**Aim:** All entries should be output exactly as they stand.

Data extracted from a collection
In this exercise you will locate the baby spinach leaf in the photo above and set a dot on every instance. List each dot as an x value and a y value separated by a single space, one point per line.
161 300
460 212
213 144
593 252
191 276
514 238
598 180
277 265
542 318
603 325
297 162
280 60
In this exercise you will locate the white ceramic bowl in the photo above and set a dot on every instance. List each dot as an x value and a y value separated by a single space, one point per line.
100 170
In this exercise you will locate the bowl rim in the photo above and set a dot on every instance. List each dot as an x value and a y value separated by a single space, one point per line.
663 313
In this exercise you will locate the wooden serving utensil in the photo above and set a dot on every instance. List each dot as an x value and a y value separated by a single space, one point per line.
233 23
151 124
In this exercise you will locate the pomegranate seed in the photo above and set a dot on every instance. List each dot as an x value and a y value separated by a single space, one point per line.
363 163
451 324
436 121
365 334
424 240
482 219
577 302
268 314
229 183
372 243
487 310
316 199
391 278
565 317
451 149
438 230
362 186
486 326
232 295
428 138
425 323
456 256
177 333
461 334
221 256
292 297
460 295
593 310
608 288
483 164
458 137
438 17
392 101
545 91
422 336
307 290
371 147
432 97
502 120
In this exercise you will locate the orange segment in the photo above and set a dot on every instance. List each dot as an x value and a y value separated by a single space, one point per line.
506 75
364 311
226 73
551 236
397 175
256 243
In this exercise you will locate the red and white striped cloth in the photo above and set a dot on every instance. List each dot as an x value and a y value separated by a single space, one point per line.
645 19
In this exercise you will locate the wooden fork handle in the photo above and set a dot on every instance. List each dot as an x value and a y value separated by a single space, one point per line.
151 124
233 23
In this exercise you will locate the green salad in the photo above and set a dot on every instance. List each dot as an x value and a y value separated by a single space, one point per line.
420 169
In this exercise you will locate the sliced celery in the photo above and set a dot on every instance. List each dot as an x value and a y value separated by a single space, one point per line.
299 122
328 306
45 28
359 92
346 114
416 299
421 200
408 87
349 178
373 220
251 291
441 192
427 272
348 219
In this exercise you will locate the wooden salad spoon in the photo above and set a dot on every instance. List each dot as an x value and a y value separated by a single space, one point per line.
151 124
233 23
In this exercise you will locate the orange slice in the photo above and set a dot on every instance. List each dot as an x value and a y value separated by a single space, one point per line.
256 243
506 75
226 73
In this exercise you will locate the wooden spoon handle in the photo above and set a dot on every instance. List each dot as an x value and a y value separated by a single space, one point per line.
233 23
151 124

**Task response:**
In this exercise you will locate the baby spinach leaf in the photo above and set a dot on every instance. List each dot as an x value and a y value separated by a single space, one point per line.
161 300
460 212
213 144
593 252
191 276
514 238
598 180
277 265
542 318
603 325
297 162
280 60
In this exercise you will locate the white ceramic bowl in the photo above and set a dot on every instance. List each dot as an x value and a y value separated by a single space, one point per line.
100 170
In this exercise you will locate the bowl rim in the photo above and set a dot on every instance. List each dot as an x value and a y value separated by a single space, one point per line.
663 313
In this exercise you will locate the wooden serving utensil in the photo above and set a dot on every instance. List each dot as an x value and a y value separated by a single space, one point per line.
233 23
151 124
In this exercise you will locate the pomegranate seed in the photo above and set a dot on every instance. List each dot as an x value and a y value separated by a single space, one point per line.
363 163
451 324
436 121
365 334
424 240
482 219
577 302
268 314
229 183
372 243
487 310
316 199
391 278
565 317
451 149
438 230
362 186
486 326
232 295
428 138
425 323
456 256
177 333
461 334
221 256
292 297
460 295
593 310
608 288
483 164
458 137
438 17
392 101
545 91
422 336
307 290
371 147
432 97
502 120
In this exercise you will locate the orange segment in the photo above and set a dot on every instance. List each dot as an x value and a y value separated by a single space, one point per line.
506 75
364 311
226 73
551 236
397 175
256 243
In this exercise you will locate the red and white striped cloth in the photo above and set a dot on every instance. List each dot as an x value and a y value separated by a single space, one point per line.
645 19
In this exercise you will locate the wooden fork handle in the photo above and set a dot on every instance. List each dot as an x value and a y value separated by a single space, one point per line.
151 124
233 23
In this exercise you will locate the green salad in the photo above and set a dot on every instance. List each dot as an x value and a y value separated by a single space, one point per line.
420 169
In this exercise you will locate the sliced celery in the photo above and set a dot on every instance. List each dot as an x value and a y value separated by a single space, one point per line.
299 122
328 306
45 28
359 92
346 114
416 299
421 200
408 87
349 178
373 220
251 291
441 192
427 272
348 219
In this exercise you will locate the wooden salad spoon in the photo above and set a dot on every instance. List each dot as an x value and a y value separated by a single space, one point per line.
151 124
233 23
In this exercise you will locate the orange slice in the photo above and set a dot on every instance. List each dot as an x value and a y value separated by a single space, one point per line.
256 243
506 75
226 73
In this exercise you will locate the wooden spoon handle in the photo above and set a dot on every instance. List each dot as an x value and a y value separated by a single space, one point per line.
233 23
151 124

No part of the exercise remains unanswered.